═══ Records to process ═══

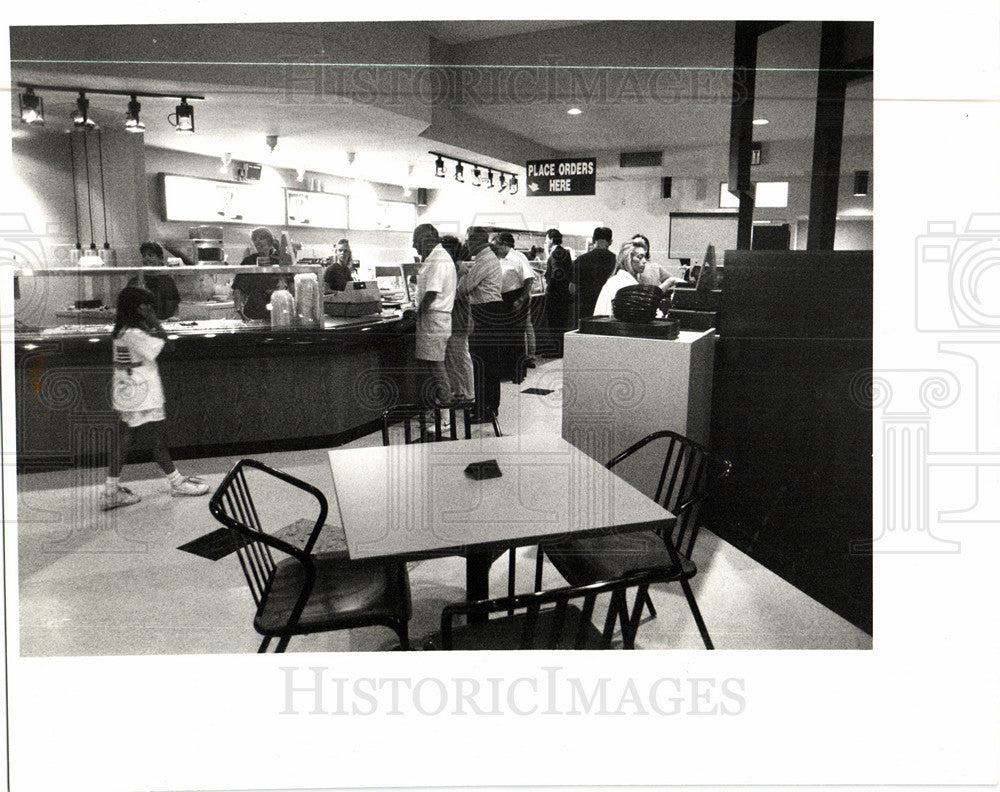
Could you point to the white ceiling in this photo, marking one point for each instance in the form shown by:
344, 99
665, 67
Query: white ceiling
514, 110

═══
═══ Records to process ═══

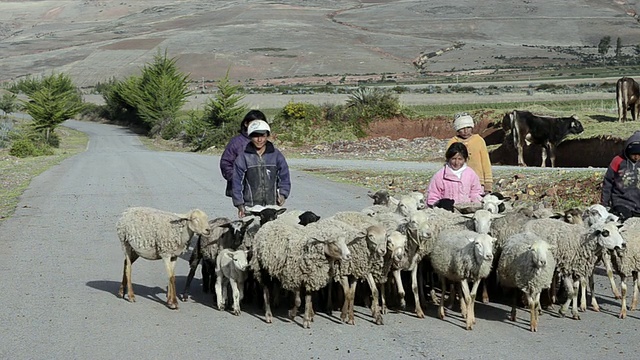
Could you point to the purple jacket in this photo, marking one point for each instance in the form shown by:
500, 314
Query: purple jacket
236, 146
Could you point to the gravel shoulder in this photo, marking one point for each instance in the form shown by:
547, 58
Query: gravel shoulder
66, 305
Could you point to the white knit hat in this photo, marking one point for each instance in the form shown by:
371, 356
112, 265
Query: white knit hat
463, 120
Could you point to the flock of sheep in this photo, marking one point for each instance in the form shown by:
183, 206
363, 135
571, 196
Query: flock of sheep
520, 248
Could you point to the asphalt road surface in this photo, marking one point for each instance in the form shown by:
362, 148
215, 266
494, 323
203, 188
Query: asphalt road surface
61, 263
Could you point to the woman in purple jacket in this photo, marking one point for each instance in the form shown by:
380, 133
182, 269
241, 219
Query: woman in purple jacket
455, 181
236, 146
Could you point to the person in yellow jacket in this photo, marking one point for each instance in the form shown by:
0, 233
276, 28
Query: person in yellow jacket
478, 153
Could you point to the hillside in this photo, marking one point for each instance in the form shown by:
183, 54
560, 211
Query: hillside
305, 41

═══

> [What to work on]: Show every line of the records above that contains the word "Could". Matching is case-sensitive.

> [Solution to the problem]:
Could you point to the white ceiling in this photo, marking one point for each instance in the form shown by:
Could you point to the purple jacket in this photo, marking one point for each instance in the form shown by:
Could you point to the gravel shoulder in this photo, marking one point for each instance in the form shown by:
Could you point to the white knit hat in this photo, marking one point for each instance in the form shown by:
Could you point to the flock of sheep in this photo, marking one point for each instance in the form shown by:
Could you point to the asphalt road surface in this photo, marking one point for each instance in the form shown by:
Could you point to the woman in purple jacket in this photo, marking one point for each instance in the form shown by:
Could you point to the person in yellow jacket in this photo, marking one point for each instance in the form shown by:
Could you point to the hillside in this photo, marking one point for each instance in the form shown by:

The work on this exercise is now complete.